— START DATA SUPPLIED —
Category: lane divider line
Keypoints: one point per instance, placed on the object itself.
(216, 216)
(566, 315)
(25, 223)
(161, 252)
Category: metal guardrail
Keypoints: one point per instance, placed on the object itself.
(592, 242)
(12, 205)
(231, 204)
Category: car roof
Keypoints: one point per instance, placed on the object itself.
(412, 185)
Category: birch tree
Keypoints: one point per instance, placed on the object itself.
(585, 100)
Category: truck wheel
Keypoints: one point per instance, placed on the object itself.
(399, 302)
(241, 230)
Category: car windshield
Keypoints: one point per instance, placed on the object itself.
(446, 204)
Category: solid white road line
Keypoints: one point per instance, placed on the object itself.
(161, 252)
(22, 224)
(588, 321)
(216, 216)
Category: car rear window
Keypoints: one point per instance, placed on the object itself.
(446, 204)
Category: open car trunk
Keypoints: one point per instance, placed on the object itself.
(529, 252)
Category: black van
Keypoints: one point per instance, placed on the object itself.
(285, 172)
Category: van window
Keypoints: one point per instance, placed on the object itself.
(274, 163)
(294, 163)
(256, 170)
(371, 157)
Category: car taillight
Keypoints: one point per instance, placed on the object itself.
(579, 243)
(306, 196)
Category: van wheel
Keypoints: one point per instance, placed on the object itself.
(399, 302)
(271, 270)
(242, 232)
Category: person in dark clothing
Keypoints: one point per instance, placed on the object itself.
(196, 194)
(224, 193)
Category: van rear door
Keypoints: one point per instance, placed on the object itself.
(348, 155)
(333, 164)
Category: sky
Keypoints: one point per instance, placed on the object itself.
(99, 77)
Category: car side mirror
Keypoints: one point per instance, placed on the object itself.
— END DATA SUPPLIED —
— REQUIRED WORK —
Rewrite every row above with "one point per instance" changed to "a single point per instance" and nothing else altered.

— WRITTEN RESPONSE —
Category: lane divider line
Keypoints: a single point per instance, placed on the object itself.
(216, 216)
(566, 315)
(25, 223)
(161, 252)
Category: metal guardrail
Keypoints: a single point per instance, placed on the object itself.
(592, 242)
(12, 205)
(231, 204)
Category: car roof
Keypoints: a single point per instance, placed on the object itself.
(412, 185)
Category: birch tree
Keypoints: a single point per instance, placed on the object itself.
(585, 100)
Category: truck wheel
Keypoints: a single point per instance, placed on the object itself.
(399, 302)
(241, 230)
Category: car windshield
Keypoints: a single point per instance, placed on the object itself.
(446, 204)
Category: solid white road line
Keypoints: a single point per instance, placed on the object itself.
(161, 252)
(22, 224)
(588, 321)
(216, 216)
Category: car rear window
Keypoints: a single point per instance, placed on the object itself.
(446, 204)
Category: open car trunk
Keypoints: a single point per instance, placed on the object itself.
(529, 252)
Category: black van
Keypoints: a single point per instance, placed on the object itself.
(285, 172)
Category: van window
Keypoints: a single point per instance, placed on the object itself.
(274, 163)
(294, 163)
(256, 170)
(371, 157)
Category: car taillight
Keypoints: a single point per instance, placed on the object itself.
(579, 243)
(306, 196)
Category: van wheel
Keypoints: a single point per instance, placed on the object itself.
(399, 302)
(271, 270)
(242, 232)
Category: person in dark clothing
Keypoints: a single point per instance, placed on the object itself.
(196, 194)
(224, 193)
Category: van rear door
Keypoints: a single point per instance, placed on the object itself.
(348, 155)
(333, 164)
Category: sky
Keypoints: a single point per instance, placed on the object itself.
(99, 77)
Category: car side mirror
Keypoints: a single point per instance, placed on the object itself.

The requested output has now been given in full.